### Exercises
1. In one to three sentences, explain why the course in the golf course article was named Loggers Trace.
2. Answer these questions from the golf course article.
(a) How many acres did Steve and John buy across Springport Road?
(b) How long is the Loggers Trace course, in yards?
(c) Who did the wiring for the irrigation system?
3. From the golf course article, write out the passage starting with "They did it" and going on through "of a hobby.".

### Extract provided
Loggers Trace at Springport Hills Beckons Golfers to the Sunrise Side of Michigan
HARRISVILLE – Steve Ashford of Loggers Trace at Springport Hills first purchased the nine-hole Springport Hills part of the 27-hole facility 30 years ago and soon found that the golfers in the area and those who visited in the summer wanted more.
Steve and his brother John formed a partnership, bought the 157 acres across Springport Road – and armed with the advice of the Michigan State University extension service to build tees and greens and clear in between on a perfect setting for golf – created the Loggers Trace 18 holes.
“We fit the holes to the lay of the land,” Steve, a former builder said while seated with his wife Ann in the cozy, functional clubhouse that he also designed and built just off U.S. 23 on the sunrise side of the state.
The result is a 6,401-yard Loggers Trace course with a front nine that fits naturally through hardwoods and across rolling hills demanding some straight-line golf, and a back nine that opens up across natural meadows and former farm land to offer pleasant variety and more challenges from the winds and weather dictated by Lake Huron just across the road.
“As we were building it I said to John we need to come up with a name, and it was John who came up with the Loggers Trace,” he said. “This area had obviously been lumbered, and there were some of the old pine stumps still out there all hollowed out. John thought we should call it Loggers Trace because there was still a trace of the area’s history here.”
Steve and his wife, Ann, are celebrating their 30th season running the operation. The first nine of Loggers Trace opened in 1994, 21 years ago, and 10 years later in part due to more golfer requests for yet another nine to go with the new nine, opened the back nine.
They did it as Steve calls it, in house, purchasing the bulldozer and climbing aboard, and buying a dump truck, tree spade and ditch witch, too. A retired surgeon, Dr. Merle Childers of Rochester who has a home on the golf course, did the irrigation system wiring as sort of a hobby.
“It has strictly been a labor of love by all, and of course once we got it up and got it going with 27 holes, the economy kind of petered out,” Steve said and laughed. “So now, we are in rehab.”
Steve and Ann are 65, but brief thoughts of retirement have been put aside. They go 7 a.m. to 7 p.m. for a limited Northern Michigan seven-month golf season and try to come up with new ways to attract golfers.

### Given information
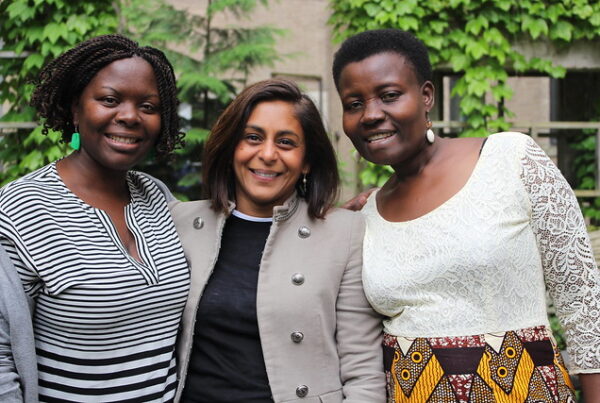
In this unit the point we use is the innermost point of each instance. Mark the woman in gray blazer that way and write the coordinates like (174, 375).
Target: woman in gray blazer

### Numbered responses
1. John Ashford suggested the name because the area had obviously been lumbered, and some old pine stumps, all hollowed out, were still there. He thought the name fit because a trace of the area's history remained.

2.
(a) 157 acres.
(b) 6,401 yards.
(c) Dr. Merle Childers of Rochester, a retired surgeon who has a home on the golf course.

3.
They did it as Steve calls it, in house, purchasing the bulldozer and climbing aboard, and buying a dump truck, tree spade and ditch witch, too. A retired surgeon, Dr. Merle Childers of Rochester who has a home on the golf course, did the irrigation system wiring as sort of a hobby.